● **Text excerpt**:
....

Syllabus

New York City College of Technology – City University of New York

300 Jay Street, Brooklyn, New York 11201

Department of Architectural Technology

ARCH 2310 Architectural Design III Spring 2017

Class times: Mondays (V834B) and Wednesdays (V812) 8:30pm-11:25pm

Instructor: Prof. Severn Clay-Youman, AIA

E-Mail: SClay-Youman@citytech.edu

Office:

Office Hours: TBD

Course Description: This course is an exploration of abstract architectural design theory

in the expression of three-dimensional space. The creation of comprehensive architectural design projects are developed following a building program and incorporating elements of site, enclosure, structure, material and technology. Design concepts and vocabulary are introduced and strengthened through design projects. A juried presentation will take place at midterm and at the completion of the final project.

Course context: This course is the first semester of design after students have had two semesters of design foundations. Students are expected to demonstrate the knowledge acquired in ARCH 1210 and ARCH 1291 in this course.

Prerequisites: ARCH 1210 and ARCH 1291 both with a grade of C or higher

Pre- or co requisite: ARCH 1250

Suggested Text: Ching, Francis X. Form Space & Order. John Wiley and Sons, 2007.

Attendance Policy: No more than 10% absences are permitted during the semester. For the purposes of record, two latenesses are considered as one absence. Exceeding this limit will expose the student to failing at the discretion of the instructor.

....

● **Material for this task**:
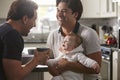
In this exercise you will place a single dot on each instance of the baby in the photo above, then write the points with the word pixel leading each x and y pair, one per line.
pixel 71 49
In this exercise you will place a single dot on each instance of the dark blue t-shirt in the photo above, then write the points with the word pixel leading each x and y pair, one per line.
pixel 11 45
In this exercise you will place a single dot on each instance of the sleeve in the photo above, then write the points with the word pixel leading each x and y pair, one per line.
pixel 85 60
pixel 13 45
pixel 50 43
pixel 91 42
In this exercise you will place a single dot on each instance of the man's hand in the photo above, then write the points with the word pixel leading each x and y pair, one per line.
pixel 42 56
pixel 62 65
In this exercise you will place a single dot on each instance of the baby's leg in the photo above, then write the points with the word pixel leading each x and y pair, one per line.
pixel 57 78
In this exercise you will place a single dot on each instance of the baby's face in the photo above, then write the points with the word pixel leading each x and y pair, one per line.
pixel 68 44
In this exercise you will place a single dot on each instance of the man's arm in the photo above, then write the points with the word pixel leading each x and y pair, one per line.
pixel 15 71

....

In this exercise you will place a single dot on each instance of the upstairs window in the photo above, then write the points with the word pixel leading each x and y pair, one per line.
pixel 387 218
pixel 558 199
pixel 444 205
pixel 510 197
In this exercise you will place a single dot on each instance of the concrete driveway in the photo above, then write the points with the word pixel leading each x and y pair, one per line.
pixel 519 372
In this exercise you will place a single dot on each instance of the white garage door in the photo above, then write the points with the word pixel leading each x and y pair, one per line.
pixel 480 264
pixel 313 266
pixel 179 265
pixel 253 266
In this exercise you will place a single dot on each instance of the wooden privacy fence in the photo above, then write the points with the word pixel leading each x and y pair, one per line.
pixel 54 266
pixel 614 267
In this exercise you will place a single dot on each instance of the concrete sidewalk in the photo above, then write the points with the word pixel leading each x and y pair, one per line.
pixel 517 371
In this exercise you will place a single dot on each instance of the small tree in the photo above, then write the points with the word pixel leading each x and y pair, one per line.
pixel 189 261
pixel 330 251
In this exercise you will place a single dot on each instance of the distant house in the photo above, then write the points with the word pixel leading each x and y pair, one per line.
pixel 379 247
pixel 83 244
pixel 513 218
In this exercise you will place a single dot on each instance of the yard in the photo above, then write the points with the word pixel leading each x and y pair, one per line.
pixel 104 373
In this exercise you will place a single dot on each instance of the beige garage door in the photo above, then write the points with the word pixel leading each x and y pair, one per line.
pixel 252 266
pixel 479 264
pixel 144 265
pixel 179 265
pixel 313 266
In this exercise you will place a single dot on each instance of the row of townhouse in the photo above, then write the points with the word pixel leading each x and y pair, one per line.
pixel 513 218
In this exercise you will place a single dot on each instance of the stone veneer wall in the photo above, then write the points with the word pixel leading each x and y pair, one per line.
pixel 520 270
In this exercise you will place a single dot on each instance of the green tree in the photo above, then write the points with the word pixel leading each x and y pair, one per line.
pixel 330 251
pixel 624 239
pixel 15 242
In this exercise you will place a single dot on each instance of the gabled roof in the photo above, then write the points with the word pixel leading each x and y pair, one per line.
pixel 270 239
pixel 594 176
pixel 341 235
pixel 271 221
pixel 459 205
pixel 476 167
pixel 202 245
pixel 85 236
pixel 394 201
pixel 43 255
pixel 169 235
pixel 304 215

....

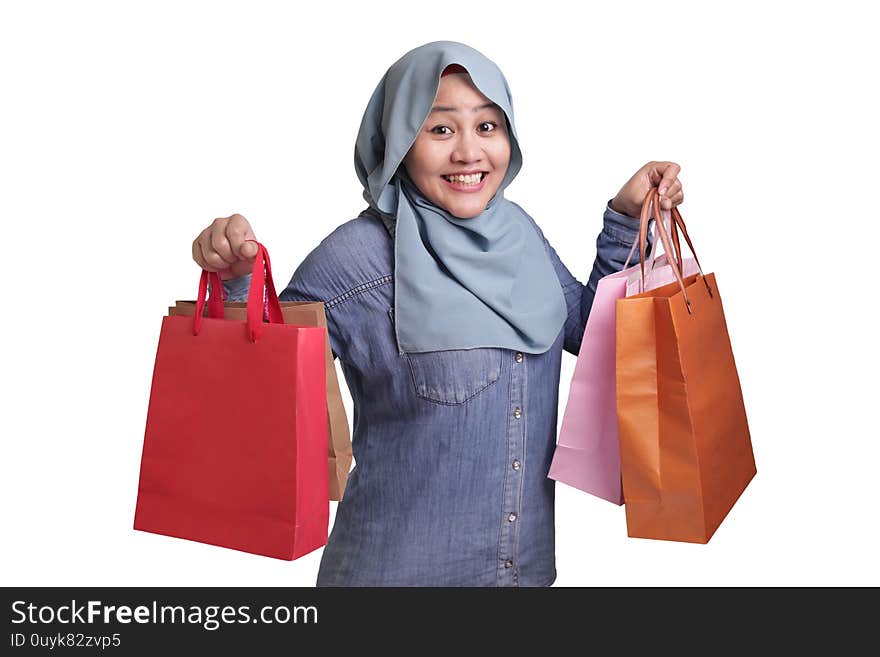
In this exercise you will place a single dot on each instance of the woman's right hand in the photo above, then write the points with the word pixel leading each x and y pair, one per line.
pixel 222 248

....

● **Written problem A**: According to the syllabus, how many latenesses count as one absence?
● **Written problem B**: Give everything in the listing from the line containing "row of townhouse" down to the line containing "pixel 520 270" as a numbered list.

● **Answer A**: Two latenesses count as one absence.

● **Answer B**:
1. In this exercise you will place a single dot on each instance of the row of townhouse in the photo above, then write the points with the word pixel leading each x and y pair, one per line.
2. pixel 513 218
3. In this exercise you will place a single dot on each instance of the stone veneer wall in the photo above, then write the points with the word pixel leading each x and y pair, one per line.
4. pixel 520 270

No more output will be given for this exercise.